_AIM 1_: In the excerpt on the suppression ruling, rewrite the stretch from "The district court denied" through "(4th Cir. 1994))).", replacing "district court" with "trial court".

_DOCUMENT EXCERPT_:
The district court denied the motion to suppress because Hawkins had an outstanding arrest warrant, despite the fact that the arresting officers were unaware of the warrant. Neither Hawkins nor the Government relies on this incorrect statement of the law on appeal. See Gov't's Br. at 25 ("[The Court has] consistently recognized that, even though we disagree with the reasoning of the district court, we may affirm the result on different grounds if fully supported by the record." (quoting Brewster of Lynchburg, Inc. v. Dial Corp., 33 F.3d 355, 361 n.3 (4th Cir. 1994))).

[Point placement records]
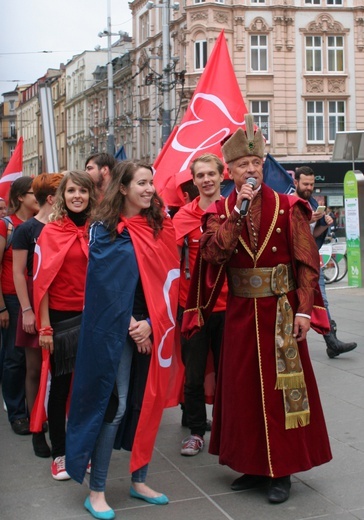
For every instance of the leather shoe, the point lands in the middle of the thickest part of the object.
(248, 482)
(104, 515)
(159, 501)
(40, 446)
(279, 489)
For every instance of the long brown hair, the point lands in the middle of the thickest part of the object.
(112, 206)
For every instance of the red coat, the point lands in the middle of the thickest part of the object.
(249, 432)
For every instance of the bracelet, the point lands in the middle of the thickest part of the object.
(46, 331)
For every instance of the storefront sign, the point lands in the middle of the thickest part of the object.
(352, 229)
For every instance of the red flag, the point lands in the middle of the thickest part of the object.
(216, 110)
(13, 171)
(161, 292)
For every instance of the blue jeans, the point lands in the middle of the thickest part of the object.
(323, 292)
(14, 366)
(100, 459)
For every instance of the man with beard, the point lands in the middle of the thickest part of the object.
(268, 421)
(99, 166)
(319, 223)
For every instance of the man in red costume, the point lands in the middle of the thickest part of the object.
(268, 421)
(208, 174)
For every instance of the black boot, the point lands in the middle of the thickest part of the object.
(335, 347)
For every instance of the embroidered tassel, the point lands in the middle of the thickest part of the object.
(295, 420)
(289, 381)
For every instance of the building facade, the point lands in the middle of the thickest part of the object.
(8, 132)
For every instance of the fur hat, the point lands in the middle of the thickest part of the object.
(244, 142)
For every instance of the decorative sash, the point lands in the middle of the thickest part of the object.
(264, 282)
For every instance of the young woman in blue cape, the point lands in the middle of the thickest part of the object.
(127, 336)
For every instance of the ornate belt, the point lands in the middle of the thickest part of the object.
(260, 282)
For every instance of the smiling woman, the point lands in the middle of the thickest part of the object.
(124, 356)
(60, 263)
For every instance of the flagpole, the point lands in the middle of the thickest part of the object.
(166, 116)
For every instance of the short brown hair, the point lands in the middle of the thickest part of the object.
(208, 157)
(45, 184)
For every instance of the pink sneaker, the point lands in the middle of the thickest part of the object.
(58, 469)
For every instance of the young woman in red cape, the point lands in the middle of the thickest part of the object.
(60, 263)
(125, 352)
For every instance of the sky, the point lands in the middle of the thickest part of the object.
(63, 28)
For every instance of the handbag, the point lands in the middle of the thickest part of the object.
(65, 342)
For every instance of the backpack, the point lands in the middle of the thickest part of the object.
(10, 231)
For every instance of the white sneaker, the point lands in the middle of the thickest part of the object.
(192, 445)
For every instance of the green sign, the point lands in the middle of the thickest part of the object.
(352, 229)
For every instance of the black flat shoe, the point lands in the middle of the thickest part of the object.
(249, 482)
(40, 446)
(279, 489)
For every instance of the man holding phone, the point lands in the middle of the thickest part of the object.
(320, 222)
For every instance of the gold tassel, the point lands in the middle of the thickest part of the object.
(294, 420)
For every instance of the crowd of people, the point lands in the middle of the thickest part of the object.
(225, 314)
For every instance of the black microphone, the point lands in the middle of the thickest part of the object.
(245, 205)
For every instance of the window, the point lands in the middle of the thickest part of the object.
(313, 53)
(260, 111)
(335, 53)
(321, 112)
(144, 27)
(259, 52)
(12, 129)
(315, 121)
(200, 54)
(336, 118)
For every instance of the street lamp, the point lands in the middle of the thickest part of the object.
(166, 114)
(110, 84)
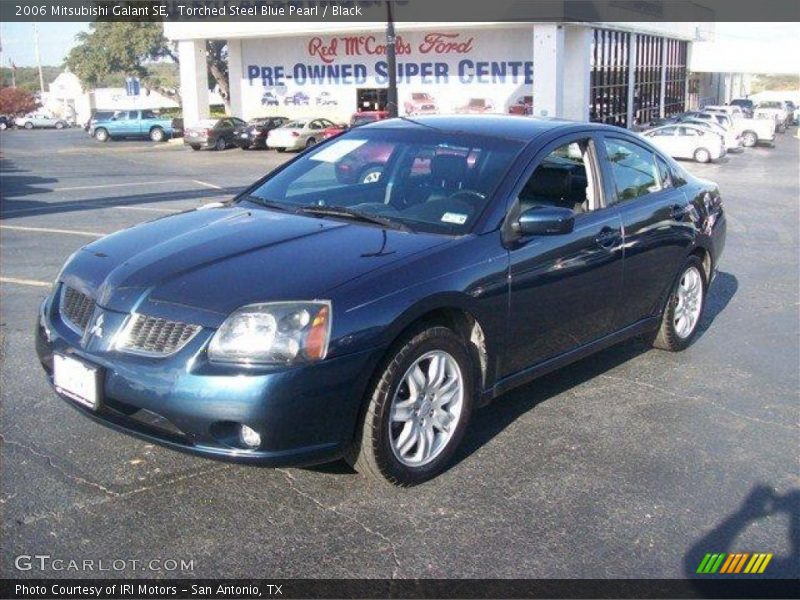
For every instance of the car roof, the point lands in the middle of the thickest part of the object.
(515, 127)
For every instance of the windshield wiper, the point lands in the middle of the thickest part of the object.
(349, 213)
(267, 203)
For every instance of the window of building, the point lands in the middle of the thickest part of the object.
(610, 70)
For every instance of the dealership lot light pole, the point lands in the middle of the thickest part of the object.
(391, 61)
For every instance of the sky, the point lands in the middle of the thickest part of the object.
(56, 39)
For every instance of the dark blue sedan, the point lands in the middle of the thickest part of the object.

_AIM 2_: Reproduce word for word the stretch of the point placement records from the line containing "For every instance of the dealership" through the end of the records, including both of those lines.

_COMPLETE RESPONSE 1_:
The trial court denied the motion to suppress because Hawkins had an outstanding arrest warrant, despite the fact that the arresting officers were unaware of the warrant. Neither Hawkins nor the Government relies on this incorrect statement of the law on appeal. See Gov't's Br. at 25 ("[The Court has] consistently recognized that, even though we disagree with the reasoning of the trial court, we may affirm the result on different grounds if fully supported by the record." (quoting Brewster of Lynchburg, Inc. v. Dial Corp., 33 F.3d 355, 361 n.3 (4th Cir. 1994))).

_COMPLETE RESPONSE 2_:
For every instance of the dealership lot light pole, the point lands in the middle of the thickest part of the object.
(391, 61)
For every instance of the sky, the point lands in the middle of the thickest part of the object.
(56, 39)
For every instance of the dark blue sedan, the point lands in the middle of the thickest part of the object.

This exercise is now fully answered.